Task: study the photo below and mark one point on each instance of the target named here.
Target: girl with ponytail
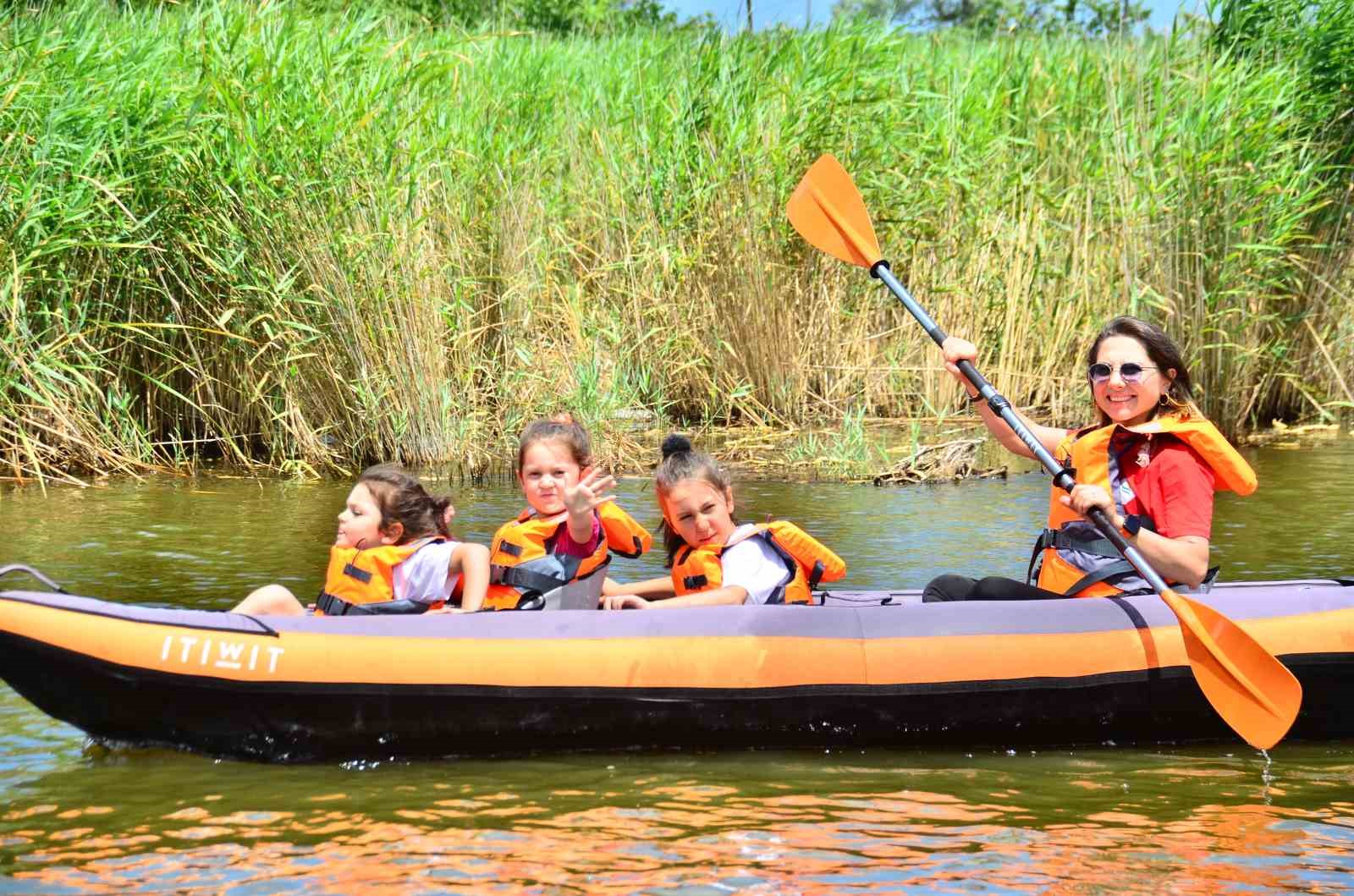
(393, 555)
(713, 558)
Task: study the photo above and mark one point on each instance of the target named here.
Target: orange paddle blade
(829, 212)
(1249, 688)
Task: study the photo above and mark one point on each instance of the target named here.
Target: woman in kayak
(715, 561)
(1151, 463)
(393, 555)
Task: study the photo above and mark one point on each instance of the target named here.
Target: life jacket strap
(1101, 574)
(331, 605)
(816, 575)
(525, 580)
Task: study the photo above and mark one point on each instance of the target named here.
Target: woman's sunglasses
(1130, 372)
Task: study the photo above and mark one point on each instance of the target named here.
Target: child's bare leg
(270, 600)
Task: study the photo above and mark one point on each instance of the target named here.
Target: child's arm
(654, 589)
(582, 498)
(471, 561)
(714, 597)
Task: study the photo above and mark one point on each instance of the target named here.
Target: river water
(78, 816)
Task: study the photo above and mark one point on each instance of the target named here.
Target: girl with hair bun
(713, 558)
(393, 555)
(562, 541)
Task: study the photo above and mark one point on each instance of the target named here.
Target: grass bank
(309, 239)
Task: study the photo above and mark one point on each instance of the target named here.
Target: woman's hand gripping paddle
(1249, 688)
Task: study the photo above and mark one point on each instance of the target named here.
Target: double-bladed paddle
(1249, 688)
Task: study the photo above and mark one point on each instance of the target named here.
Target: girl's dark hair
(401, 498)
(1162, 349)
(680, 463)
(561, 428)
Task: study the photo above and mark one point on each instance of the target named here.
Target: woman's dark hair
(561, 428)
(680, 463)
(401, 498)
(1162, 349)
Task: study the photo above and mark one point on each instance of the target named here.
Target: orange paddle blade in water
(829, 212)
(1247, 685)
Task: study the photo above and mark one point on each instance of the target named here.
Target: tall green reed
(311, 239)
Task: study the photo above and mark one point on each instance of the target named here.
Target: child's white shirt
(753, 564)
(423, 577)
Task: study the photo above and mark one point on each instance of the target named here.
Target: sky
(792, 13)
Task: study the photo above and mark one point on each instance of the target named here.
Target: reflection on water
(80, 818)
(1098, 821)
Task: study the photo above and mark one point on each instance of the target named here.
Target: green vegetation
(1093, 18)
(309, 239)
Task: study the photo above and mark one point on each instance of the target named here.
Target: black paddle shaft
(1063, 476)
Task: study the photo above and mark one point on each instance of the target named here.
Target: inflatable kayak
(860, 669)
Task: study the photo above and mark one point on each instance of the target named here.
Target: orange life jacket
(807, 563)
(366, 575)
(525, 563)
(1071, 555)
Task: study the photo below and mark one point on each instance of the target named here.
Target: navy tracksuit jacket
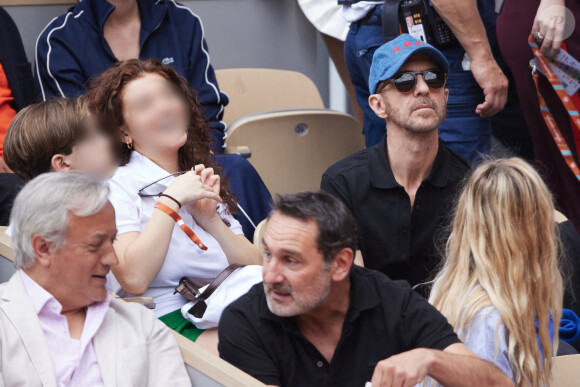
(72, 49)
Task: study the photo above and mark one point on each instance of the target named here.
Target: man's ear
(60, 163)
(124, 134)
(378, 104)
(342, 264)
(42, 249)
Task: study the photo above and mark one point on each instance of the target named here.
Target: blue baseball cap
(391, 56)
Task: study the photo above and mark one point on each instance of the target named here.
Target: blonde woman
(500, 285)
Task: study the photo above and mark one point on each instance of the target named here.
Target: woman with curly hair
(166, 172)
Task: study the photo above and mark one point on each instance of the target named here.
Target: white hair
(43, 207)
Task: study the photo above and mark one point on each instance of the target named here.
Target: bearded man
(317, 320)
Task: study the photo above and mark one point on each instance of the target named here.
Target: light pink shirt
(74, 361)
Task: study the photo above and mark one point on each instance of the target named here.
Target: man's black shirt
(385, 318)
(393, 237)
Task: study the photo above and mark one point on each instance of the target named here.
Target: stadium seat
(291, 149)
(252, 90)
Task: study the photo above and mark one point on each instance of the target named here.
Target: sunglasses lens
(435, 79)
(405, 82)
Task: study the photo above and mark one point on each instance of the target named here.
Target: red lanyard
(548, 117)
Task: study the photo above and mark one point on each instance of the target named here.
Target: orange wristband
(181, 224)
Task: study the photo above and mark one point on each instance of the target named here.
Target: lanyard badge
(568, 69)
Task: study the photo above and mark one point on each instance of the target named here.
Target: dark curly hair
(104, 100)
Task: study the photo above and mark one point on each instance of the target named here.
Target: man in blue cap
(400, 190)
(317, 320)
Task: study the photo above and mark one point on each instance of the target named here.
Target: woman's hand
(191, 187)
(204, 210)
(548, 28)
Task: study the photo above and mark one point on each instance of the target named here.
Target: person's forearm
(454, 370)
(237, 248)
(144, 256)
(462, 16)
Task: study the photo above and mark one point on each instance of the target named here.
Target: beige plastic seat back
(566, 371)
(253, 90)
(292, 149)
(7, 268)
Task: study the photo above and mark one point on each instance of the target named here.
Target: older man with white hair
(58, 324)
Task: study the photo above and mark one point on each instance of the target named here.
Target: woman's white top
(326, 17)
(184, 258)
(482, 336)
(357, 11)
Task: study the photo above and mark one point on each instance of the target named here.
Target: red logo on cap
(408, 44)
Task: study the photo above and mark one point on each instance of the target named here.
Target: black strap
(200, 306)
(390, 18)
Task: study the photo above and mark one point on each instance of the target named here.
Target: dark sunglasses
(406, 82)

==

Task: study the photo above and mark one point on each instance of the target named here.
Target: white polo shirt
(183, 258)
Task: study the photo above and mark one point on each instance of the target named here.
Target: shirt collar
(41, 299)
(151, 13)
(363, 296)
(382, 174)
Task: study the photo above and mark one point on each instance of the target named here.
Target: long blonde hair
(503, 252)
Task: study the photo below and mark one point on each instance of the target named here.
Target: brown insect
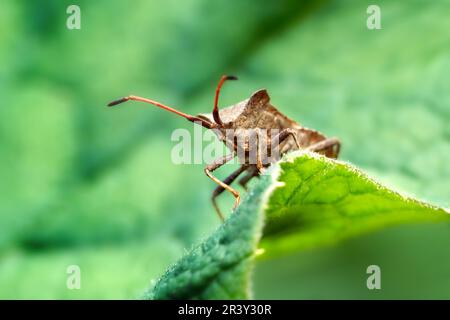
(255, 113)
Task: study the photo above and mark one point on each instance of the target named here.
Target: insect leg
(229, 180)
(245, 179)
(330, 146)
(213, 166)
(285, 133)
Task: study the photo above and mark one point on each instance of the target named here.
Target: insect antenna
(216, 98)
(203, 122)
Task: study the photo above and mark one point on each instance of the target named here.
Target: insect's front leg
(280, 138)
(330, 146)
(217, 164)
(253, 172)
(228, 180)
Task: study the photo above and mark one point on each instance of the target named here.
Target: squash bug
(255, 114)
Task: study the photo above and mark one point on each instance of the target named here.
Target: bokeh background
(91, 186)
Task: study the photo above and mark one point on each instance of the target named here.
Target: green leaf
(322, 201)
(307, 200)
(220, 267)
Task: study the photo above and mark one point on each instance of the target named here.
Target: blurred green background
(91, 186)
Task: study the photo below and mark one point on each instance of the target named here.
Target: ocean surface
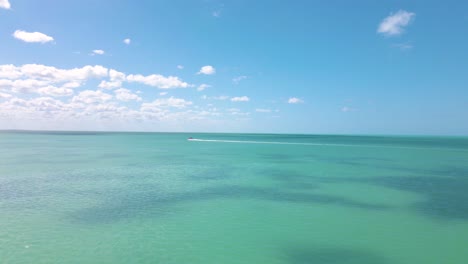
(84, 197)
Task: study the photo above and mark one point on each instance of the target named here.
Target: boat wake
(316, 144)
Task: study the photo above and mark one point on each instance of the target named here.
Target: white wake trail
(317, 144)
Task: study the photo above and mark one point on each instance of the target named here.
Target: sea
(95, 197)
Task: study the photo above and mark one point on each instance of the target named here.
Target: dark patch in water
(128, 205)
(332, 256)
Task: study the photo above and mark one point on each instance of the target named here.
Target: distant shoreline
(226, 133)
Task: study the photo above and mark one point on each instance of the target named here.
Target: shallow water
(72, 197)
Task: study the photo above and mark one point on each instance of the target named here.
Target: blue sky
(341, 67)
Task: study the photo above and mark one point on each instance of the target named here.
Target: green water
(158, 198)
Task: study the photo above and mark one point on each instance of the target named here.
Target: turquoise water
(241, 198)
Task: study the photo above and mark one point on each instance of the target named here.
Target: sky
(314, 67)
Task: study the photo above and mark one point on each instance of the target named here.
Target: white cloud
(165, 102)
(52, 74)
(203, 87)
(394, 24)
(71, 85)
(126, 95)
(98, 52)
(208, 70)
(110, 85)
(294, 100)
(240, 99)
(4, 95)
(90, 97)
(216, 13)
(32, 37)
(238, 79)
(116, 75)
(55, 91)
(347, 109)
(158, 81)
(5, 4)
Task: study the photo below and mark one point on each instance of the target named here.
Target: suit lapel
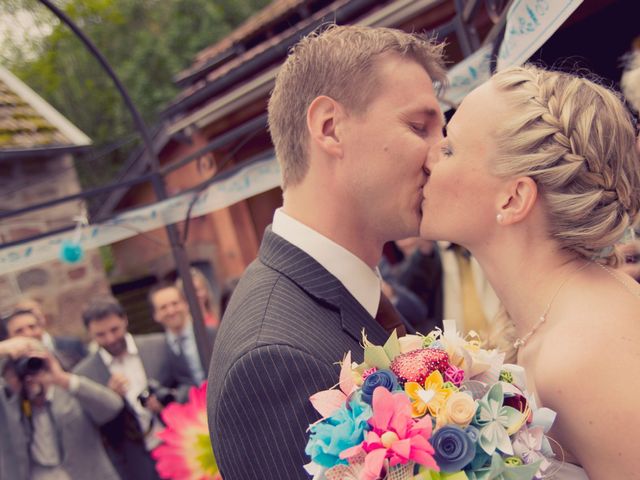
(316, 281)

==

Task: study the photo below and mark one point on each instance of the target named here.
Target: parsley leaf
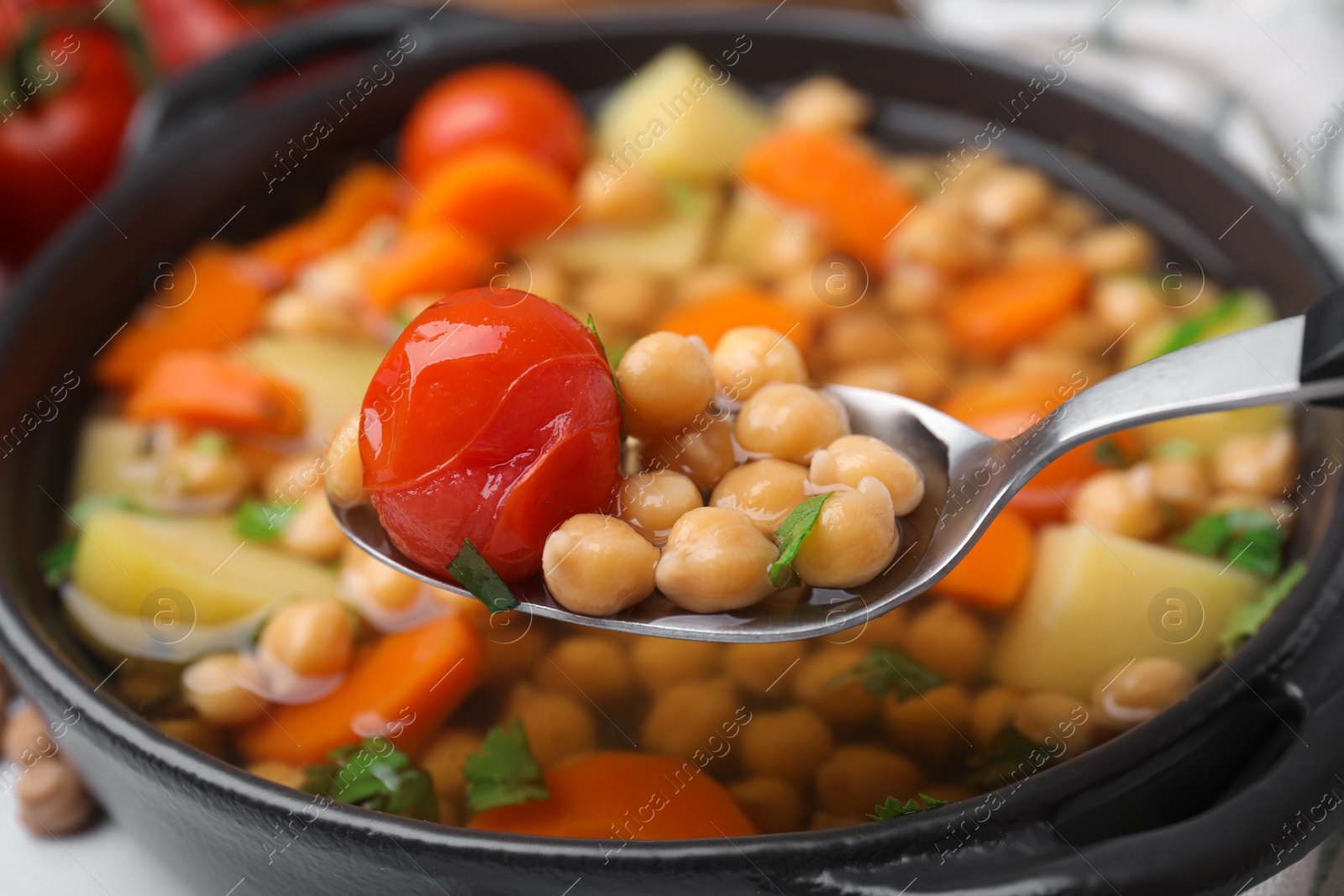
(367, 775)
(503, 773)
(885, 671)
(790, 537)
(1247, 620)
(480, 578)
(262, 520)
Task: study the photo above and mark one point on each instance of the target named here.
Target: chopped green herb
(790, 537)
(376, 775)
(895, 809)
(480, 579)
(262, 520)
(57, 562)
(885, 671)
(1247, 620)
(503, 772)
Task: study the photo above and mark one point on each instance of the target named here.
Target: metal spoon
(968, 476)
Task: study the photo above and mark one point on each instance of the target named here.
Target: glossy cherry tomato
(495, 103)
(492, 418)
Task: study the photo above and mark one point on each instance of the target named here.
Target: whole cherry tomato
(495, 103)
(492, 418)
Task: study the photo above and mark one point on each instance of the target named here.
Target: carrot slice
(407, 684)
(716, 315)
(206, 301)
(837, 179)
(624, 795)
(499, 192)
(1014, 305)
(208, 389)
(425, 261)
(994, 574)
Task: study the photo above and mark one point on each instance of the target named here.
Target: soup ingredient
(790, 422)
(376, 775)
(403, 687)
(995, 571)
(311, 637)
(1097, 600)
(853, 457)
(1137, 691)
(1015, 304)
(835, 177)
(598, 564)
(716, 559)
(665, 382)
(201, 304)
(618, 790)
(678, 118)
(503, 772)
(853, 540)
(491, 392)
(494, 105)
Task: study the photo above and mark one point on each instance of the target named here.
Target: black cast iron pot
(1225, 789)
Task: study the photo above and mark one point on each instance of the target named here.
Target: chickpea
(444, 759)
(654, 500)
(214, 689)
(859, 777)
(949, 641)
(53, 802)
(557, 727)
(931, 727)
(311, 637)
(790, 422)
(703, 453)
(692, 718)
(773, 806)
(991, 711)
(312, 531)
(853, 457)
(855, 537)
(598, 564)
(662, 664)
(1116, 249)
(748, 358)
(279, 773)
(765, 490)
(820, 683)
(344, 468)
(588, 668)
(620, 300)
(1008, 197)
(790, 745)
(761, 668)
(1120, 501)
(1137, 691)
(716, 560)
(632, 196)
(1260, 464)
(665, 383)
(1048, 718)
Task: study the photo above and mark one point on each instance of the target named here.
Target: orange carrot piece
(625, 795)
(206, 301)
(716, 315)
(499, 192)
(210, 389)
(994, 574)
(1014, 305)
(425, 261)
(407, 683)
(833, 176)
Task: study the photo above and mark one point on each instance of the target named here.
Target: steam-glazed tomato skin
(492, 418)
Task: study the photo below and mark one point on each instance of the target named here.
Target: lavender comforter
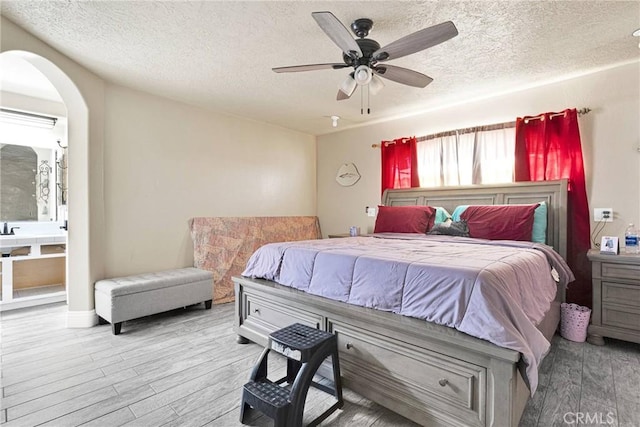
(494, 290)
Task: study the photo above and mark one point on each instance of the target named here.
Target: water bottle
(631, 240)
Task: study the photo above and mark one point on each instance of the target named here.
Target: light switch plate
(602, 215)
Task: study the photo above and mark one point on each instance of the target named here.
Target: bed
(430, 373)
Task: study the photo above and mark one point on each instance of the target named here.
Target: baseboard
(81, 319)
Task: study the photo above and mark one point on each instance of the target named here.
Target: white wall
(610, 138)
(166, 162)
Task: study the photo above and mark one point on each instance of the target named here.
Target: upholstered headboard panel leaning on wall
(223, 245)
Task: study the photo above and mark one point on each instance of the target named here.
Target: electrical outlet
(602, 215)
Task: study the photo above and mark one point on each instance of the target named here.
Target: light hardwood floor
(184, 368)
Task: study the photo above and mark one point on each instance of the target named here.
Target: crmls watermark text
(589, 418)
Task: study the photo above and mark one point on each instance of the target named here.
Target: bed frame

### WRITTEN PROBLEM:
Gather each line from the listing above that contains the string "woman", and copy every such line in full.

### REPLY:
Target: woman in kayak
Target: woman's sunglasses
Target: woman's hand gripping paddle
Target: woman's dark hair
Target: blonde woman
Target: woman with curly hair
Target: woman's hand
Target: woman's white top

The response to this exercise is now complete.